Challenge — Please set out the entries as a numbered list, from their start up to and including the line with "48, 157, 61, 215", with blank lines dropped. Leave the pictures out.

Input material —
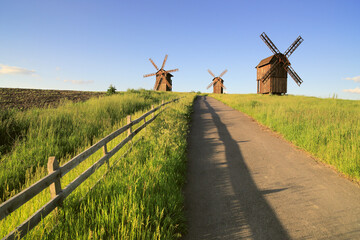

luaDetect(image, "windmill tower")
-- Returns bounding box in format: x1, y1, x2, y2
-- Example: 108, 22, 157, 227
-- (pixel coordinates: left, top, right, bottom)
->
144, 54, 179, 91
207, 69, 227, 94
256, 33, 304, 95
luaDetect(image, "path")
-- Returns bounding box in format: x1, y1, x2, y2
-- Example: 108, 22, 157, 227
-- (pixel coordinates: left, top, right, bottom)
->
185, 97, 360, 239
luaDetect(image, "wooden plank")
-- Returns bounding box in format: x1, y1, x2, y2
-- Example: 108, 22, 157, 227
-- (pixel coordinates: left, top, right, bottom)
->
0, 99, 174, 239
61, 154, 112, 199
0, 169, 61, 220
48, 157, 61, 198
3, 193, 62, 240
61, 124, 131, 177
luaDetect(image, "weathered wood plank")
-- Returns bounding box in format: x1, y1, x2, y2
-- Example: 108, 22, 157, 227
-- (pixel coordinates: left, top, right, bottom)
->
3, 193, 62, 240
0, 169, 61, 220
61, 124, 131, 177
0, 99, 178, 239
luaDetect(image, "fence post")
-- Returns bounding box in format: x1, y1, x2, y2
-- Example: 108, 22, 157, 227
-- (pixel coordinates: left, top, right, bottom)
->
126, 115, 132, 136
103, 143, 110, 169
48, 157, 61, 215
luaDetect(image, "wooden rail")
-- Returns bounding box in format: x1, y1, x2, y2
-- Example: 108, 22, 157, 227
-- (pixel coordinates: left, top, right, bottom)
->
0, 99, 178, 239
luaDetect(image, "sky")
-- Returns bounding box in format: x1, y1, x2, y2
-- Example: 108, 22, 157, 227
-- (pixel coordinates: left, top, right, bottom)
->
0, 0, 360, 100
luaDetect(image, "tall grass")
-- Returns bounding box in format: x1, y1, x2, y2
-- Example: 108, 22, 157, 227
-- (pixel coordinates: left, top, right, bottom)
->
0, 90, 170, 202
0, 94, 194, 239
211, 94, 360, 180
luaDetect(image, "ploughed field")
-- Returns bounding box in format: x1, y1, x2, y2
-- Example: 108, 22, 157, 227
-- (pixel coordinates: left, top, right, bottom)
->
0, 88, 105, 109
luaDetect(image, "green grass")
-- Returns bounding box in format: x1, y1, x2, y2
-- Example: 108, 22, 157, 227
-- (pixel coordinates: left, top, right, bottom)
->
210, 94, 360, 180
0, 90, 173, 202
0, 93, 194, 239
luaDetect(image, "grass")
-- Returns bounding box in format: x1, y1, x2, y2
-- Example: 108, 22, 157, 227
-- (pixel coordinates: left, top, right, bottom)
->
0, 90, 171, 202
210, 94, 360, 180
0, 93, 194, 239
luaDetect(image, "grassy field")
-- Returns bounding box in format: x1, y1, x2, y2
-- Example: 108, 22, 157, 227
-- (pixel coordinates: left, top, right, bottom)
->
0, 93, 195, 239
0, 91, 174, 202
0, 91, 195, 239
210, 94, 360, 180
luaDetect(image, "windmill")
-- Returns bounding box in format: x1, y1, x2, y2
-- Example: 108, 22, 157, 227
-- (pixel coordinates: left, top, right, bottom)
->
144, 54, 179, 91
207, 69, 227, 93
256, 32, 304, 95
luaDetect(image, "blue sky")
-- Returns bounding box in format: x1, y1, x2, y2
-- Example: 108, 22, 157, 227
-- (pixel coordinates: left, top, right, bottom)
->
0, 0, 360, 100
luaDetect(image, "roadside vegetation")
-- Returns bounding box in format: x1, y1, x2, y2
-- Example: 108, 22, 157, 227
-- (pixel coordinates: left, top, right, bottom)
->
0, 90, 195, 239
210, 94, 360, 180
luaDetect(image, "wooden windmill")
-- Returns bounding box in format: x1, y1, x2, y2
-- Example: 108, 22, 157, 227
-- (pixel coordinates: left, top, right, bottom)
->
144, 55, 179, 91
207, 69, 227, 93
256, 33, 304, 95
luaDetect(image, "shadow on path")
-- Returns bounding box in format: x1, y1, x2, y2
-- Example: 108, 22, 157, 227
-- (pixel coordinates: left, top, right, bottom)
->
185, 97, 290, 239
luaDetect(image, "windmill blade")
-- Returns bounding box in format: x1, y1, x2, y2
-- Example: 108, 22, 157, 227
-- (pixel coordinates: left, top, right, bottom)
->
284, 36, 304, 58
165, 78, 172, 88
219, 69, 227, 77
208, 69, 215, 77
149, 58, 159, 71
154, 78, 162, 91
166, 68, 179, 72
260, 32, 280, 54
144, 73, 156, 77
260, 60, 280, 83
206, 80, 215, 89
286, 65, 303, 87
161, 54, 167, 69
219, 81, 226, 89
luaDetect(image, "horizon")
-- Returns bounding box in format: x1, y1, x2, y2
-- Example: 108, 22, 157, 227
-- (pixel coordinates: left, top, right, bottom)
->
0, 0, 360, 100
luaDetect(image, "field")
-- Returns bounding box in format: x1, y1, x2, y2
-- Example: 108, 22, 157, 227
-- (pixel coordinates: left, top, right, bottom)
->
0, 91, 178, 200
211, 94, 360, 180
0, 90, 195, 239
0, 88, 105, 110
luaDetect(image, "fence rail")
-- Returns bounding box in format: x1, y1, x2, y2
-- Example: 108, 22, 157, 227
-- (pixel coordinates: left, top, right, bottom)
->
0, 98, 179, 239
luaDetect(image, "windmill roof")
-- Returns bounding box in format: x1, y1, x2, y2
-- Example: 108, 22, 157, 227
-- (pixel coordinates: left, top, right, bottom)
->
256, 55, 275, 68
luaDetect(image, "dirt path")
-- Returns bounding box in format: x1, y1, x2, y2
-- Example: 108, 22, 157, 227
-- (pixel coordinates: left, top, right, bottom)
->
185, 97, 360, 239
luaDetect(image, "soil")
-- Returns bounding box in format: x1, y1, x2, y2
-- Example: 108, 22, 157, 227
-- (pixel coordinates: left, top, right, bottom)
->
0, 88, 105, 110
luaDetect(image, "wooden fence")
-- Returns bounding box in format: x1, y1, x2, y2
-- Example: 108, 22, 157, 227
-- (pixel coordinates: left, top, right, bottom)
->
0, 99, 178, 239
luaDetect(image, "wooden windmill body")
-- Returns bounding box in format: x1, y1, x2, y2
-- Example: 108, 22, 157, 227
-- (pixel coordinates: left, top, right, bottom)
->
207, 70, 227, 94
144, 55, 179, 91
256, 33, 304, 95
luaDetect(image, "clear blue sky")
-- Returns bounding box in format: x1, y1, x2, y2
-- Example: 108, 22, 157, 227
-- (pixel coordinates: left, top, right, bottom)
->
0, 0, 360, 99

Complete answer —
1. luaDetect(image, "windmill tower")
2. -- Returns bounding box in format: x1, y1, x2, y2
3. -- Example: 108, 22, 157, 227
4. -- (pixel coordinates: left, top, right, bottom)
5. ->
6. 144, 54, 179, 91
7. 207, 69, 227, 94
8. 256, 33, 304, 95
9. luaDetect(image, "path")
10. -- Returns bounding box in format: x1, y1, x2, y2
11. -- Example: 108, 22, 157, 227
12. -- (pixel coordinates: left, top, right, bottom)
13. ->
14. 185, 97, 360, 239
15. luaDetect(image, "wooden plank")
16. -- Returns bounding box in format: x1, y1, x2, y2
17. -- Example: 108, 22, 157, 227
18. -- (pixel coordinates: left, top, right, bottom)
19. ->
20. 0, 99, 174, 239
21. 61, 154, 112, 199
22. 0, 169, 61, 220
23. 48, 157, 61, 198
24. 3, 193, 62, 240
25. 61, 124, 131, 177
26. luaDetect(image, "weathered wood plank")
27. -- Returns bounding box in format: x1, y1, x2, y2
28. -- Example: 108, 22, 157, 227
29. -- (pixel coordinates: left, top, right, bottom)
30. ->
31. 3, 193, 62, 240
32. 0, 169, 61, 220
33. 61, 124, 131, 177
34. 0, 99, 178, 239
35. luaDetect(image, "fence post")
36. -- Returns bounding box in format: x1, y1, x2, y2
37. -- Example: 108, 22, 157, 227
38. -- (pixel coordinates: left, top, right, bottom)
39. ->
40. 126, 115, 132, 136
41. 103, 143, 110, 169
42. 48, 157, 61, 215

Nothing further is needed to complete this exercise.